• TO DO: List every line in the listing below that contains the word "light", copying each one in full.

Excerpts from a segmentation dataset:
※

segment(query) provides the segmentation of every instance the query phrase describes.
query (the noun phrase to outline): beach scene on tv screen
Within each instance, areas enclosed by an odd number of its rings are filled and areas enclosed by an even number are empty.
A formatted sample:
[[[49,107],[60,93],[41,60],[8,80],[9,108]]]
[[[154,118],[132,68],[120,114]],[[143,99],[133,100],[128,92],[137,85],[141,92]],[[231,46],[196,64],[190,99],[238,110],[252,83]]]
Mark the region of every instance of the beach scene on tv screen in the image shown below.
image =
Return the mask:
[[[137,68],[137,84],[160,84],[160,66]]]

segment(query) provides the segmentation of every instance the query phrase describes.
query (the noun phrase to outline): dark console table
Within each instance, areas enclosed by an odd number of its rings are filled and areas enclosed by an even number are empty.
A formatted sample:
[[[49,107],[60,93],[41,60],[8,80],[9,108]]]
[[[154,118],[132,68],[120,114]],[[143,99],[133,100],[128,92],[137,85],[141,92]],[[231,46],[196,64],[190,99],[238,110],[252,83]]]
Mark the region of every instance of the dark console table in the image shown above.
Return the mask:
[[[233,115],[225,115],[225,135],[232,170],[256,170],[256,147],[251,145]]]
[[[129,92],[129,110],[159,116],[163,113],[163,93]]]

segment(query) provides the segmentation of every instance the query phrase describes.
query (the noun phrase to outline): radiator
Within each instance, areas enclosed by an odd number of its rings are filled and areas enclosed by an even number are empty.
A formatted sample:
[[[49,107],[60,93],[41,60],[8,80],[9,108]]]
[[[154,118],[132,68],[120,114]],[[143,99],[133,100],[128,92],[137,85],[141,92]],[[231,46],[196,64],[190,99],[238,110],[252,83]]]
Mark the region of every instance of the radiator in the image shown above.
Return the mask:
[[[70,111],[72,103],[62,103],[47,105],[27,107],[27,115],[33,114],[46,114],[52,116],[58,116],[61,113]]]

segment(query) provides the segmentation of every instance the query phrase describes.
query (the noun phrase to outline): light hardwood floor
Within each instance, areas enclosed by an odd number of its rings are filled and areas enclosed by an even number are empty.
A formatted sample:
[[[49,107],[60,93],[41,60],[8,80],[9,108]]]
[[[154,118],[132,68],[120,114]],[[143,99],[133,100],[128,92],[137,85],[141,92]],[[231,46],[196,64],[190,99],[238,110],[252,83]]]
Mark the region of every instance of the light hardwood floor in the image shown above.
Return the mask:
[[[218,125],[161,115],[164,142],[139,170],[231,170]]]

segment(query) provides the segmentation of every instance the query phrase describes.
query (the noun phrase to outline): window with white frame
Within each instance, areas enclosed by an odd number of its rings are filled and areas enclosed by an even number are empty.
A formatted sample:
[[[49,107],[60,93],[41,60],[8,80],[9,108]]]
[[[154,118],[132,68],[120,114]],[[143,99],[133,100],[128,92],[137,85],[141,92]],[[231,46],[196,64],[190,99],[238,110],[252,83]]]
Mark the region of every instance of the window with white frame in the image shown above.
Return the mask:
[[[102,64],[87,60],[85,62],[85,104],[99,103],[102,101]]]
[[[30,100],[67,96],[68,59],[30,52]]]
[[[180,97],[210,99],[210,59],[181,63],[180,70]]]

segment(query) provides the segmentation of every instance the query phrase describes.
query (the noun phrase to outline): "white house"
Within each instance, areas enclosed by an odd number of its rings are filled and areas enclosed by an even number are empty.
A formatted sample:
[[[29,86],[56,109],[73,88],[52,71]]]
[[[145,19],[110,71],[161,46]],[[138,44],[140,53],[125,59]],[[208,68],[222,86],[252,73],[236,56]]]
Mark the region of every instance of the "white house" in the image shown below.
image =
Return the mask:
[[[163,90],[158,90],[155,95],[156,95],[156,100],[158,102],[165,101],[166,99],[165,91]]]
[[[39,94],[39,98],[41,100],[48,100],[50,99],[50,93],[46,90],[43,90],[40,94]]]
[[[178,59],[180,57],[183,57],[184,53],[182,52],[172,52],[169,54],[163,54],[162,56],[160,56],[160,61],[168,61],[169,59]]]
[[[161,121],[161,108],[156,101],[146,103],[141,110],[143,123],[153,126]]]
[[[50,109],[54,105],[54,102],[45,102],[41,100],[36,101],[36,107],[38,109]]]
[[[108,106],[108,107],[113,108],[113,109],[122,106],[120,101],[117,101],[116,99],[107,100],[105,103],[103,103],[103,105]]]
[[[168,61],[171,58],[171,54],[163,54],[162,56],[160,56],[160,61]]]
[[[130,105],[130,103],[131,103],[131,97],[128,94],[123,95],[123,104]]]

※

• CORRECT RESPONSE:
query (the noun phrase to outline): light hardwood floor
Mark the region of every instance of the light hardwood floor in the image shown above.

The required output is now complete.